--- Begin Given information ---

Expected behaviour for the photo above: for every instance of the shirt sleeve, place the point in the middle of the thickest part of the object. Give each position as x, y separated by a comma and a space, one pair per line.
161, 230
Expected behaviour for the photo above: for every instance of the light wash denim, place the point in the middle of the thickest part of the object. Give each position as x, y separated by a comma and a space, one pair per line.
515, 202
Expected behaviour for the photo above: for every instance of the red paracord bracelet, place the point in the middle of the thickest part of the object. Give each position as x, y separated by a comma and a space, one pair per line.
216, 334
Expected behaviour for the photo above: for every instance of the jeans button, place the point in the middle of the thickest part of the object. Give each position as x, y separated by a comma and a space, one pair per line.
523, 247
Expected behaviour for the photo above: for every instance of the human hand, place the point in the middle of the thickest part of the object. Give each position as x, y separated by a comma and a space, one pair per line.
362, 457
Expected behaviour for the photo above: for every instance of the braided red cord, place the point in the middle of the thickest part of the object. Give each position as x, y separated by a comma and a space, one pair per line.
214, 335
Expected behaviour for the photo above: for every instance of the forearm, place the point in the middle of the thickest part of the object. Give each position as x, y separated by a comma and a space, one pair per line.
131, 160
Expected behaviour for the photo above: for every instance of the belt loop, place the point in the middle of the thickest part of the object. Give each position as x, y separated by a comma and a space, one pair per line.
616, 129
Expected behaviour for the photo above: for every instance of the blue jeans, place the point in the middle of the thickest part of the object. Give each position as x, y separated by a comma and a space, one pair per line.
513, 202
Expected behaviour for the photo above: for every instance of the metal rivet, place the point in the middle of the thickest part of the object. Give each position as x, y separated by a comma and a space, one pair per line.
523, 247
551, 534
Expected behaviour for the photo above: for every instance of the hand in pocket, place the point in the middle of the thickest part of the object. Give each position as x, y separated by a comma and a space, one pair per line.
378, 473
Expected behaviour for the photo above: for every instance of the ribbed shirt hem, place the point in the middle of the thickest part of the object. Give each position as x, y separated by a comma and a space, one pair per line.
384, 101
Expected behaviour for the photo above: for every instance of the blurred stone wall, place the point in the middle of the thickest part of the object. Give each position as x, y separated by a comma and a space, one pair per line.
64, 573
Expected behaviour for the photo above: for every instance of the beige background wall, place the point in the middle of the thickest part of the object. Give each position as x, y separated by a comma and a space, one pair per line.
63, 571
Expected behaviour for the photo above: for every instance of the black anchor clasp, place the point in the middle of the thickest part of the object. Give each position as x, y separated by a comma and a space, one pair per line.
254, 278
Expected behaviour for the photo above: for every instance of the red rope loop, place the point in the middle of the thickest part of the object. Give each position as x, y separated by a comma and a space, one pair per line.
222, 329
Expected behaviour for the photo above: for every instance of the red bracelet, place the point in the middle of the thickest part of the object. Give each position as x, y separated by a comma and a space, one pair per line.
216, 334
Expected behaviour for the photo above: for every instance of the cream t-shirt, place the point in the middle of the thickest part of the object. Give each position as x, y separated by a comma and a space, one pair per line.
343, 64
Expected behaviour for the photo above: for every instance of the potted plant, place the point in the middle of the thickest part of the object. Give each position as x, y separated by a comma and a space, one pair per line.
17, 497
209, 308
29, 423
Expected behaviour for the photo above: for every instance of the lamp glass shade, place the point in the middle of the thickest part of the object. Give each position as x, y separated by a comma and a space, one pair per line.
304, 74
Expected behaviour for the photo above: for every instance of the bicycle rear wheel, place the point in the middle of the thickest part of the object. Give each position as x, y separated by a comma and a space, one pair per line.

--- End Given information ---

▸ **What is being asked**: Rewrite all of the rows above, replacing "thickest part" with "widest part" and leaving everything else unchanged.

▸ **Task output**:
Expected behaviour for the photo above: for every instance of the shirt sleeve, place the point in the middle of the widest part of the object. Give each position as x, y separated by a comma and a space, one pair per line.
161, 230
Expected behaviour for the photo above: for every instance of the light wash denim, place the point in the middle of the widest part of the object. Give each position as x, y separated by a comma and a space, one pair per line.
515, 202
Expected behaviour for the photo above: for every instance of the red paracord bracelet, place the point in the middle of the widest part of the object. Give each position as x, y separated by a comma and a space, one pair per line.
216, 334
Expected behaviour for the photo above: for every instance of the jeans button, place the point in the middle of the widest part of the object. Give each position as x, y separated by a comma and a space, one pair per line.
523, 247
Expected behaviour for the photo above: for every instance of the human hand, place the point in the middle of the widest part of the object. Give each position as x, y separated by a comma and a space, one pair per line.
362, 457
Expected behaviour for the photo above: for every instance of the braided red cord, place the point in the middle of the widest part of the object. Give each position as x, y separated by a comma and a space, one pair per line.
214, 335
Expected behaviour for the photo above: for every instance of the forearm, place the point in the middle of the widest part of the object. Give each position as x, y separated by a comma and a space, one pair per line.
131, 160
Expected behaviour for the photo above: for every instance of the belt loop, place the point in the middle of the widest part of the object. Give each position as x, y separated by a comma and a space, one pair per line.
616, 129
Expected behaviour for the photo above: for every instance of the blue jeans, place the point in the middle of the widest part of the object. Give each position as x, y separated by a comma and a space, one pair per line.
513, 202
Expected behaviour for the photo above: for every instance of the metal rivet, place the point in the middle of the widest part of the object. Give each position as x, y separated by a comma and a space, one pair per line.
523, 247
551, 534
Expected behaviour for the photo above: for every instance of the hand in pocket, place the point in the middle of the widest part of the object. Give each position as x, y separated by a comma and a space, one pair per line.
378, 473
Expected behaviour for the photo above: for every instance of the ribbed shirt hem, place the point in the middle of the widest part of the object. Give each position as x, y separated by a comma and a space, one pair per line.
384, 101
Expected behaviour for the photo above: for every instance of the blurred stone wall, place the point in the middle of the widest part of the object. Give each position as x, y separated by a comma and a space, one pair per line.
64, 573
Expected behaviour for the photo above: for every instance of the beige background wall, place the point in the middle of the widest part of the object. Give each position as x, y separated by a comma and a space, one pair per line.
63, 571
Expected behaviour for the photo above: for every instance of the black anchor clasp, place the point in the middle of the widest part of the object. Give each position as x, y separated by a comma and a space, one pair per line.
254, 278
Expected behaviour for the photo above: for every instance of the red rope loop, place the point in the middle of the widest part of the object. Give each position as x, y separated by a comma and a space, one pair per line.
222, 329
Expected behaviour for the photo above: for every instance of the red bracelet, place the point in the middle of the widest part of the object. Give each position as x, y separated by a comma and a space, one pair per line.
216, 334
Expected behaviour for the photo above: for every instance of the cream t-shirt, place the point in the middle of the widest part of the object. Give each position as x, y separated by a comma and a space, one pair per line.
343, 64
Expected behaviour for the photo above: for every instance of the potted plant, place the point in the middle of the widest part of the object. Give each position as x, y separated by a comma and a space, one pair per line.
17, 497
209, 308
29, 423
Expected behaviour for the photo above: for every instance of the lamp glass shade, place the point in the middle of the widest part of the object. Give each position as x, y separated by a comma and a space, one pair per line.
304, 74
Expected behaviour for the photo above: for every instance of the bicycle rear wheel, place the point in the middle of the widest part of the object. Give each position as x, y separated by a comma and a space, one pair per line.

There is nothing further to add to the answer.